Saved data entries:
---

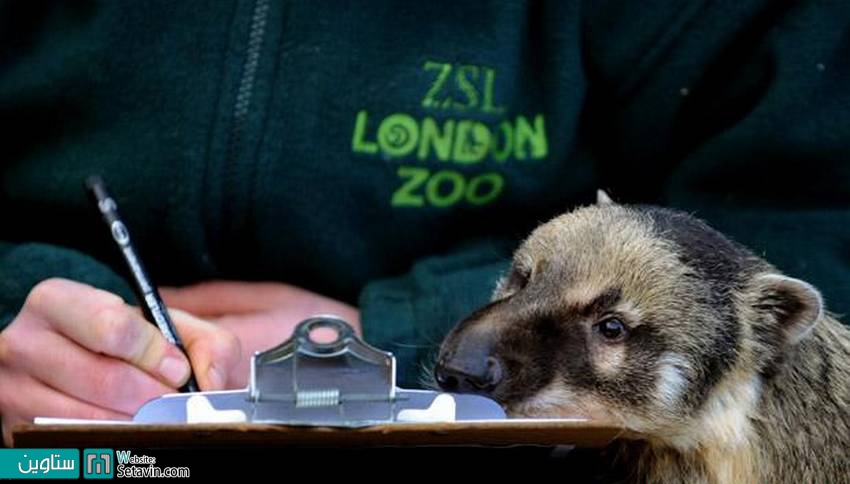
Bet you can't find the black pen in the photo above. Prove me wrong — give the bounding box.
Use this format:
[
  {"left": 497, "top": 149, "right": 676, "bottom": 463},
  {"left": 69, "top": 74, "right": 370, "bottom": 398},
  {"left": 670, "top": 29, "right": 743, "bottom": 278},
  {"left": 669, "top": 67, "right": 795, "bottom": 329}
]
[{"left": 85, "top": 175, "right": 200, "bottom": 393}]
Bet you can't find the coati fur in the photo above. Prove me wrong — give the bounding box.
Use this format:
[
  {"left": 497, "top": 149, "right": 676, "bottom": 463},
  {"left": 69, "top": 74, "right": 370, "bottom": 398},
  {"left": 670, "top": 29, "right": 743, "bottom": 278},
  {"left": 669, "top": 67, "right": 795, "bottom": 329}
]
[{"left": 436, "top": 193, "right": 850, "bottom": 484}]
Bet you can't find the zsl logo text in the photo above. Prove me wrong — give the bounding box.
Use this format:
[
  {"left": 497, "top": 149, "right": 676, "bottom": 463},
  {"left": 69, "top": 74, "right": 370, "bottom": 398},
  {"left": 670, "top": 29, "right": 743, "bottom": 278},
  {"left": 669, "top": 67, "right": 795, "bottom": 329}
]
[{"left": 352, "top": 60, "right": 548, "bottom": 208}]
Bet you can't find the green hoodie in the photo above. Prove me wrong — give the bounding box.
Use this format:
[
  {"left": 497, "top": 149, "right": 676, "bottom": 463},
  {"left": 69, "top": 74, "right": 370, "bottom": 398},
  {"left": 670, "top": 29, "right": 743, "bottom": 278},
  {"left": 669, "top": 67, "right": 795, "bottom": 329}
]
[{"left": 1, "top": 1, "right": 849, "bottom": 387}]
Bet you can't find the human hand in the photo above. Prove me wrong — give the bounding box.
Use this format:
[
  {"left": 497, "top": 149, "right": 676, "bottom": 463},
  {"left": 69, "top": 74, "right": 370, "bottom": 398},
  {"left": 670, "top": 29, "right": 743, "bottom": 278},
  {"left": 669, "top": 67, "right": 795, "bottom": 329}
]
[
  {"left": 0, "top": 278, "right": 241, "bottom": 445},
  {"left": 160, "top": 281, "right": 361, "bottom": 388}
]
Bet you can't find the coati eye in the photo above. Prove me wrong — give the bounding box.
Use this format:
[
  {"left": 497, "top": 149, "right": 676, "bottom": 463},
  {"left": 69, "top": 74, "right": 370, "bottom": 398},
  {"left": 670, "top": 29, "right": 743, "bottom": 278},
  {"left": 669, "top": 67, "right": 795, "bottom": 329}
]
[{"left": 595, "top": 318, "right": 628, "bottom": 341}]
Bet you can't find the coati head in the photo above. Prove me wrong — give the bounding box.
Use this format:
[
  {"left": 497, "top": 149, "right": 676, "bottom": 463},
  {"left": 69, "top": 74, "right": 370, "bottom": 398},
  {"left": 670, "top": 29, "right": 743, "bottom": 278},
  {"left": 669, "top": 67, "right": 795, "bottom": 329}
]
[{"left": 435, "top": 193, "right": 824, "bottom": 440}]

---

▸ Exercise directions:
Using the records above, copy every line that has the word "wrong" in it.

▸ Result of this task:
Bet you can't find the black pen in the photo above. Prove me wrong — give the bounding box.
Bet you can't find the coati fur in the photo above. Prove me wrong — give the bounding box.
Bet you can't find the zsl logo text in the photo above. Prove me wrong — give the bounding box.
Bet you can't find the green hoodie in the photo above. Prove me wrong — give the bounding box.
Bet you can't find the human hand in the photo above. Prove me wrong — give the bounding box.
Bet you can't find the coati eye in the photo above. Prove me wrong — give the bounding box.
Bet you can't find the coati head in the photo above. Prove me wrong — give the bounding box.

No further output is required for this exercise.